= WHAT TO WORK ON =
Rewrite the items from the line with "goalkeeper's boot, each" up to and including the line with "pixel 254 337", putting "shoe" in place of "boot" and leaving everything else as it is.

□ □ □ □ □

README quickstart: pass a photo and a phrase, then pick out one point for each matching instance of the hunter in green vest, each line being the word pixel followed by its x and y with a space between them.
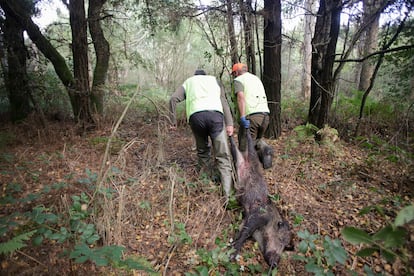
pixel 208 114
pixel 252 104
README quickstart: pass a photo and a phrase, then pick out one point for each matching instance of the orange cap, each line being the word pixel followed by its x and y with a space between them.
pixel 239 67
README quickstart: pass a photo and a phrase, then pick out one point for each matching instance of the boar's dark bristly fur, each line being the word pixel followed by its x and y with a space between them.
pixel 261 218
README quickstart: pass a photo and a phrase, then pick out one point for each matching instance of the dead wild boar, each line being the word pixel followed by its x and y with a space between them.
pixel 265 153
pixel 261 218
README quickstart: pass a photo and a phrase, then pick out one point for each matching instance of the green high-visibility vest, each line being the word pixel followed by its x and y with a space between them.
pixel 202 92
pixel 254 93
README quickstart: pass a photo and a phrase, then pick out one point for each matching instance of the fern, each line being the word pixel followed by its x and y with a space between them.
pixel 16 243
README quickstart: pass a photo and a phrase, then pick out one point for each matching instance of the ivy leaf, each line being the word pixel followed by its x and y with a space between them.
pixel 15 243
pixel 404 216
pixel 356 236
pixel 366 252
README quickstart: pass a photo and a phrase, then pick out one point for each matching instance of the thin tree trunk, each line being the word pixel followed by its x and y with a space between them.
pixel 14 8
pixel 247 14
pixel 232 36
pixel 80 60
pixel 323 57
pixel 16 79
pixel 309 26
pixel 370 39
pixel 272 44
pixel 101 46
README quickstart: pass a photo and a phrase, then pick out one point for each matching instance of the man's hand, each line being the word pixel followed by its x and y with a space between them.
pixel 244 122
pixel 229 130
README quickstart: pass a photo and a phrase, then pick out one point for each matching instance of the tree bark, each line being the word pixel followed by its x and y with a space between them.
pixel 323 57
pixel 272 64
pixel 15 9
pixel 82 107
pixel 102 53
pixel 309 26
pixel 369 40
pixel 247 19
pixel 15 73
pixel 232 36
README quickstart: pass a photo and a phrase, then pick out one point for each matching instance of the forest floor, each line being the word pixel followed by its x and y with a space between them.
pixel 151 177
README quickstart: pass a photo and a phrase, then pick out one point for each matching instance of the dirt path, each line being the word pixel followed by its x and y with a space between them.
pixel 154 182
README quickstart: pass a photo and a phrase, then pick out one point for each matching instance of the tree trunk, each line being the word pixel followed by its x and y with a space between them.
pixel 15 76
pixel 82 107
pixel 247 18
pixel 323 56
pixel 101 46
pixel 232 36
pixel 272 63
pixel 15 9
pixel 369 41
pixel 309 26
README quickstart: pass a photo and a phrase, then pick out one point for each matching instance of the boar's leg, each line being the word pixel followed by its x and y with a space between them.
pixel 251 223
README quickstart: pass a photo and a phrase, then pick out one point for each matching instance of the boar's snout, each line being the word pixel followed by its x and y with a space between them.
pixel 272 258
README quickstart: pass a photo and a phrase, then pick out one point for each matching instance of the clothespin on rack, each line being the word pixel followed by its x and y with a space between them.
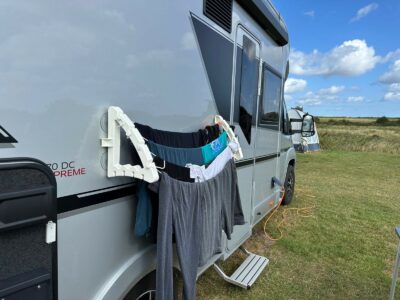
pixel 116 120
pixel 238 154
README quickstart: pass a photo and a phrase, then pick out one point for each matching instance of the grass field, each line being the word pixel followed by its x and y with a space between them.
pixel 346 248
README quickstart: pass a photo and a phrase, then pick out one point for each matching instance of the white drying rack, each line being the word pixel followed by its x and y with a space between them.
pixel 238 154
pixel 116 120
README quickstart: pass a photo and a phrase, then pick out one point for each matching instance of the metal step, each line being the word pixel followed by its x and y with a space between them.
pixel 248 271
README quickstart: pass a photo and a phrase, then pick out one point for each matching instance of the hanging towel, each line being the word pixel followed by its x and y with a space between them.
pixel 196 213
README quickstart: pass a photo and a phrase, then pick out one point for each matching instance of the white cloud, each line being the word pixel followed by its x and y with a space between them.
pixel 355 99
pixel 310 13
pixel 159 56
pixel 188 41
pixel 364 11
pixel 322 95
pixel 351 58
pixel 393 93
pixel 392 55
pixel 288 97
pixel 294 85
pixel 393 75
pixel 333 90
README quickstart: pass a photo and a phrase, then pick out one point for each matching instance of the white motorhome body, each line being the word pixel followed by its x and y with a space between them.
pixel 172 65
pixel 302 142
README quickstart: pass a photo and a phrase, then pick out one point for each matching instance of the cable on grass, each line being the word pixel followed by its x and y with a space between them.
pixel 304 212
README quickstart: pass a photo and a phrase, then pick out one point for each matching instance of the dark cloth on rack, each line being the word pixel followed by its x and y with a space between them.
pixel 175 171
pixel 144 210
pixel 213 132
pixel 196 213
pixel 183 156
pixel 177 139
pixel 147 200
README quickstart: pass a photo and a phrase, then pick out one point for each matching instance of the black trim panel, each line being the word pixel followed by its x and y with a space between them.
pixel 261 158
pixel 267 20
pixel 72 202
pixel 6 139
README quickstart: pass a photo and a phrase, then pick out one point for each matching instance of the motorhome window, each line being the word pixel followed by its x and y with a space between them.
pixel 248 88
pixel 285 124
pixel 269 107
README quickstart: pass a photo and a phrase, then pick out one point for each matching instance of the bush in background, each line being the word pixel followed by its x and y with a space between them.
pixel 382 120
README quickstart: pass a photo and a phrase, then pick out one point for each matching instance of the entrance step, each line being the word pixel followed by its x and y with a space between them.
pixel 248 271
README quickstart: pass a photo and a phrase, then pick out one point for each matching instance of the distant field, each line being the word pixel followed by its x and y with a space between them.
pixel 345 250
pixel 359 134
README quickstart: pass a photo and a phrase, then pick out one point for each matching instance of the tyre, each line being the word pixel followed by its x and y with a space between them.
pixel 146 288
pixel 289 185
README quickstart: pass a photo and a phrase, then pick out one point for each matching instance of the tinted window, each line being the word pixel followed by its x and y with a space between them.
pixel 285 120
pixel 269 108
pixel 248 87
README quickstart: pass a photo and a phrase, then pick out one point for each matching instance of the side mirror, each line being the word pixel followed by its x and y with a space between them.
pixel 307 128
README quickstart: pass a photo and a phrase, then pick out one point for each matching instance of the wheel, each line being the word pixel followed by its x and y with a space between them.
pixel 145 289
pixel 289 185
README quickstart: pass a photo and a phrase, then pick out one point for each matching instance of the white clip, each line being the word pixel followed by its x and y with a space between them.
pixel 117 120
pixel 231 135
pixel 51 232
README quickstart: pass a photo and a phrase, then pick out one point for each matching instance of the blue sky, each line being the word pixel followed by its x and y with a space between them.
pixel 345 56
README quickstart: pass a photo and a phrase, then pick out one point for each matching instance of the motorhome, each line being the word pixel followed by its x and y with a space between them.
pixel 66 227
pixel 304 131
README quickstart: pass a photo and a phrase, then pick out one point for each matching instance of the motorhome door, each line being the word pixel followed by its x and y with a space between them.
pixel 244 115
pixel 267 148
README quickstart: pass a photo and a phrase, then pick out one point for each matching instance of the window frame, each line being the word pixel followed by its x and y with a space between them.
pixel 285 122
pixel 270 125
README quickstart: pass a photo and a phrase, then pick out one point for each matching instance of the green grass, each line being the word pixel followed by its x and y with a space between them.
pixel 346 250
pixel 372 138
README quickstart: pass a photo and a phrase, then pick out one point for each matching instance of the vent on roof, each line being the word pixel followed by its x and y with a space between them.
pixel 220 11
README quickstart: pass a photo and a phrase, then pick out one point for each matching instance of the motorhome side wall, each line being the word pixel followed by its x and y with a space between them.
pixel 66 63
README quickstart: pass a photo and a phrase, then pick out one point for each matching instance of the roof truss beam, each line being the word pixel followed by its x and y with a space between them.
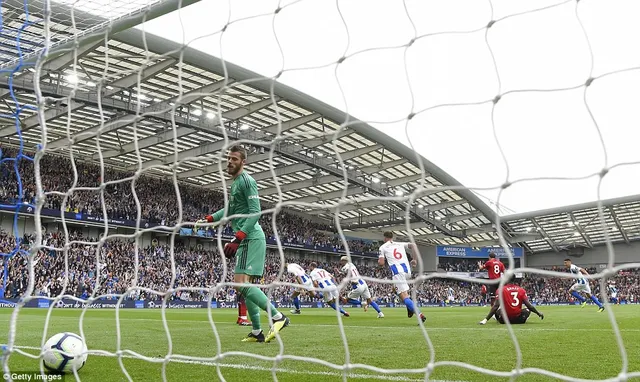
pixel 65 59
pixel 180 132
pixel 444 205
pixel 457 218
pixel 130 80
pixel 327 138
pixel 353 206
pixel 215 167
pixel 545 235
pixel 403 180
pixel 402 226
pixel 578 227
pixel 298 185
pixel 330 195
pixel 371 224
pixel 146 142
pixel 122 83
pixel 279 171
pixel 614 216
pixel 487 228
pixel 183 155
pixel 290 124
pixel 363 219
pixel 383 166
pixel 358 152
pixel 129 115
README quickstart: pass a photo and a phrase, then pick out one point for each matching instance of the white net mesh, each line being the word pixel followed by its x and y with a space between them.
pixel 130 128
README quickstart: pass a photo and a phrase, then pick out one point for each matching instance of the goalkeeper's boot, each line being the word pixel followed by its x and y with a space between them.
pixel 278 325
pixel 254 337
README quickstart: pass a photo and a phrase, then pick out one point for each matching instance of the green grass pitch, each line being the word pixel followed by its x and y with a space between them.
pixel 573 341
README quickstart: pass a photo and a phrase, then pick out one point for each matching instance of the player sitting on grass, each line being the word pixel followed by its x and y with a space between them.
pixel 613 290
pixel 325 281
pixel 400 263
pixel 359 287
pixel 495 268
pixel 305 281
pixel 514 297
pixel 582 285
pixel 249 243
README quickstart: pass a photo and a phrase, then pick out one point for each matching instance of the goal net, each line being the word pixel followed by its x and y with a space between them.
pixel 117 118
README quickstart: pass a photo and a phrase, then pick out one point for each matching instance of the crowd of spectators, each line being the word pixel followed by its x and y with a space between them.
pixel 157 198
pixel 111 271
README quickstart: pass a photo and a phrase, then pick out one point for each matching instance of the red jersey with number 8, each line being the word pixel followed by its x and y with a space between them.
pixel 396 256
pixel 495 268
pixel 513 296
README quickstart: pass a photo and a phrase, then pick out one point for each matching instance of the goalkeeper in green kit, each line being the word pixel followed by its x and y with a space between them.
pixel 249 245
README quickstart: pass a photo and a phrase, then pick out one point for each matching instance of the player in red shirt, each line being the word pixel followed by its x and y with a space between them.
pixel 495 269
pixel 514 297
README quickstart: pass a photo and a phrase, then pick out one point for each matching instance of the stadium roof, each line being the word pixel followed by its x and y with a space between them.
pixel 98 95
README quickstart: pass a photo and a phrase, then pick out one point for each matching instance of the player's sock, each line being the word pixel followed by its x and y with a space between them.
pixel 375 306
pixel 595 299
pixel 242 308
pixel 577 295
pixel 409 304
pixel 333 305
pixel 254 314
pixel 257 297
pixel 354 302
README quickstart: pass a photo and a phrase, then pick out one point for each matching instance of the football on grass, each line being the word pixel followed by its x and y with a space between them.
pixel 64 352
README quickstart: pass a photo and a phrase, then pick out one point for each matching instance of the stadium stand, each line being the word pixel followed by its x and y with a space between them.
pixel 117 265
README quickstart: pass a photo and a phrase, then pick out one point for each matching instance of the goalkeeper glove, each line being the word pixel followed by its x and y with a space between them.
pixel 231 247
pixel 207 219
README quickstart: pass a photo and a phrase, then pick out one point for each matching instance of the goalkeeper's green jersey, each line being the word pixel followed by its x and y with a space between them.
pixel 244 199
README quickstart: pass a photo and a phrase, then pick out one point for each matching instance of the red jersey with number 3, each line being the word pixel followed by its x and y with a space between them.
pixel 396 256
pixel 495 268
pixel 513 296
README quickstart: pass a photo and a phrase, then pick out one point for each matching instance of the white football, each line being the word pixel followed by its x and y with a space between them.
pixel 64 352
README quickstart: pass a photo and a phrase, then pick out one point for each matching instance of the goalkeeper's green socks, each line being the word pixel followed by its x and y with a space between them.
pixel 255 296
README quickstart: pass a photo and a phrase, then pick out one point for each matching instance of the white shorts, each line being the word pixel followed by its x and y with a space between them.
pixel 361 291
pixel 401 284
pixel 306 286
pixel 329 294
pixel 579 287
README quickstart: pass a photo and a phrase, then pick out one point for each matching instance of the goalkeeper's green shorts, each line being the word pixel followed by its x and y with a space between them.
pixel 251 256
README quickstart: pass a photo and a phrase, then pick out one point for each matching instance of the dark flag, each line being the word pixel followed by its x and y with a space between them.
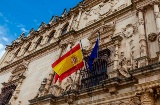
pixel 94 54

□ □ □ □ □

= FINAL RESULT =
README quickstart: pass a photo and a phrase, then pick out one point for each matching instance of the goalkeeper's shoe, each line being the word pixel followed by its x and y with a space between them.
pixel 278 325
pixel 254 337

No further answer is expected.